What's wrong with this code, Part 3: The answers

In yesterday’s post, there was one huge, glaring issue:  It completely ignored internationalization (or i18n in “internet-lingo”).

The first problem occurs in the very first line of the routine:

                  if (string1.Length != string2.Length)

The problem is that two strings can be equal, even if their lengths aren’t equal!   My favorite example of this is the German sharp-s character, which is used in the German word straße.  The length of straße is 6 characters, and the length of the upper case form of the word (STRASSE) is 7 characters.  These strings are considered as equal in German, even though the lengths don’t match.

The next problem occurs 2 lines later:

                  string upperString1 = string1.ToUpper();

                  string upperString2 = string2.ToUpper();

The call to ToUpper() doesn’t specify a culture.  Without a specific culture, String.ToUpper uses the current culture, which may or may not be the culture that created the string.  This can create some truly unexpected results, like the way that Turkish treats the letter “I” as Tim Sneath pointed out in this article. 

Even if you call String.ToUpper() BEFORE making the length check, it’s still not correct.  If you call String.ToUpper() on an sharp-s character, you get a sharp-s character.  So the lengths of the string don’t change when you upper case them.

The good news is that the .Net framework specifies a culture neutral language, System.Globalization.CultureInfo.InvariantCulture.  The invariant culture is similar to the English language, but it’s not associated with any region, so the rules are consistent regardless of the current UI culture.  This allows you to avoid the security bug that Tim pointed out in his article, and allows you to have deterministic results.  This is particularly important if you’re comparing strings against constants (like if you’re checking arguments to a function).  If you call String.Compare(userString, “file:”, true) without specifying the locale, then as Tim pointed out, if the userString contains one of the Turkish ‘I’ characters, you won’t match correctly.  If you use the invariant culture you will.

As an interesting piece of trivia that I learned while writing the test app for this ‘blog entry, if you use System.String.Compare(“straße”, “STRASSE”, true, System.Globalization.CultureInfo.InvariantCulture), it returns TRUE J.

Btw, in case it wasn’t obvious, the exact same issue exists in unmanaged code (I chose managed code for the example because it was simpler).  If you use lstrcmpi to compare two strings, you’ll have exactly the same internationalization problem.  The lstrcmpi routine will compare strings in the system locale, which is not likely to be the locale you want.  To get the invariant locale, you want to use CompareStringW specifying the LOCALE_INVARIANT locale and NORM_IGNORECASE.  Please note that LOCALE_INVARIANT isn’t described on the CompareString API page, it’s documented in the table of language identifiers or in the MAKESORTLCID macro documentation.

Requirement 1 ▸
Render the rows below as a Markdown table with two columns, n for the row number and Line for the row itself. Leave out the picture and any blank lines.

Listed entries ▸
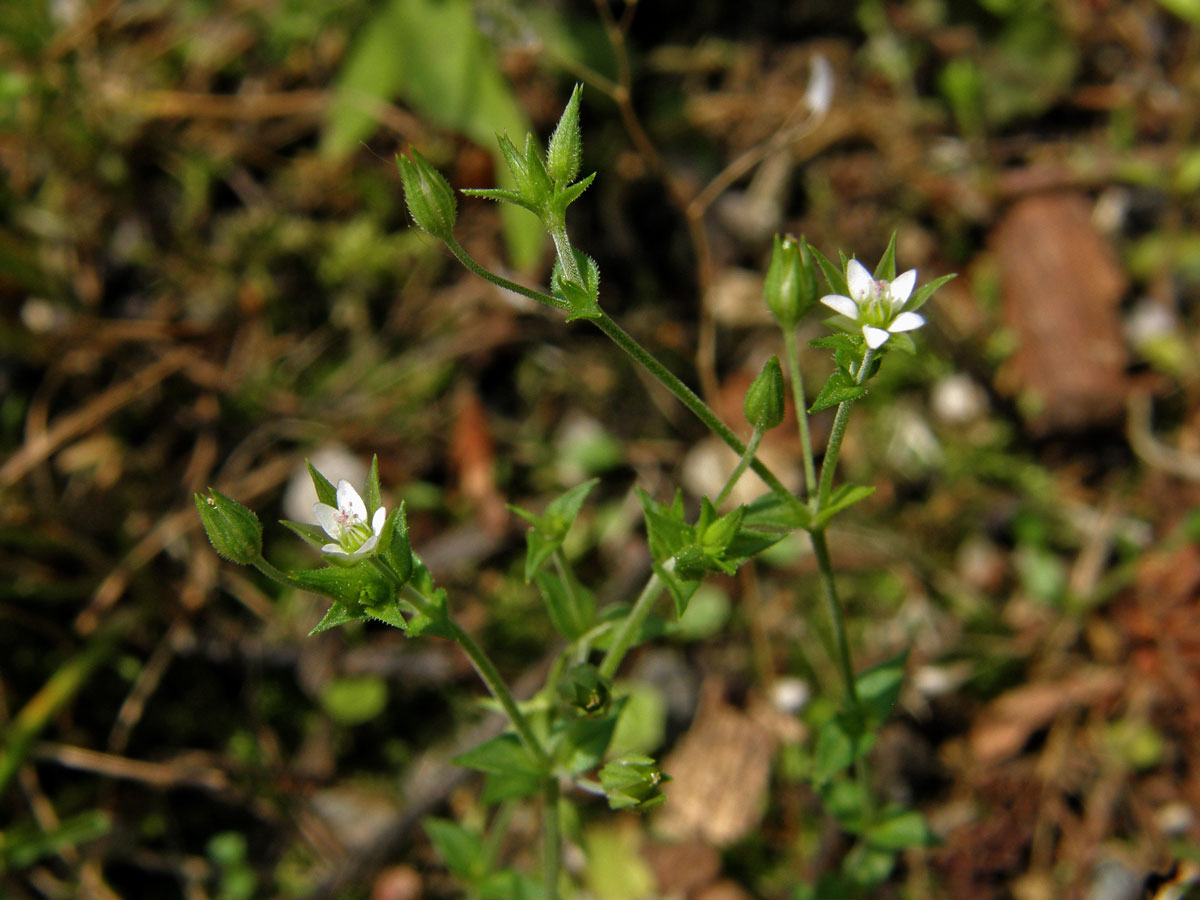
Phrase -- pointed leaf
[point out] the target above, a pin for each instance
(887, 268)
(927, 291)
(837, 390)
(325, 491)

Requirement 2 ▸
Write the next part of the post on internationalization bugs in string comparison, picking up after its final sentence.

Task result 1 ▸
| n | Line |
|---|---|
| 1 | Phrase -- pointed leaf |
| 2 | [point out] the target above, a pin for each instance |
| 3 | (887, 268) |
| 4 | (927, 291) |
| 5 | (837, 390) |
| 6 | (325, 491) |

Task result 2 ▸
The bottom line: Internationalization is HARD.  You can follow some basic rules to make yourself safe, but… 

Now for kudos:

Francois’ answer was the most complete of the responses in the forum, he correctly pointed out that my routine compares only codepoints (the individual characters) and not the string.   He also picked up on the culture issue.

Mike Dunn’s answer was the first to pick up on the first error, he correctly realized that you can’t do the early test to compare lengths.

Carlos pointed out the issue of characters that form ligatures, like the Unicode Combining Diacritical characters (props to charmap for giving me the big words that people use to describe things).  The sharp-s character is another example.  In English, the ligatures used for fi, fl, ff, and ffi are also another example of combining characters (Unicode doesn’t appear to have defined these ligatures btw; they appear in the private use area of some system fonts however).

Anon pointed out the Turkish i/I issue.

Sebastien Lambla pointed out the issue of invariant cultures explicitly.

Non issues:

Several readers pointed out that I don’t check parameters for null.  That was intentional (ok, not really, but I don’t think it’s wrong).  In my mind, passing null strings from the caller is an error on the part of the caller, and the only reasonable answer is for the routine to throw an exception.  Checking the parameters for null allows me to throw a different exception.  It’s also that the routine could be defined that a non null string compared with a null string was inequal, but that’s not what I chose (this is fundamentally stricmp()).

Also, some people believed that the string comparison routine should ignore whitespace, I’m not sure where that came from J.

Edit: Fixed stupid typo in the length of german strings.  I can't count :)

Edit2: tis->this.  It's not a good day :)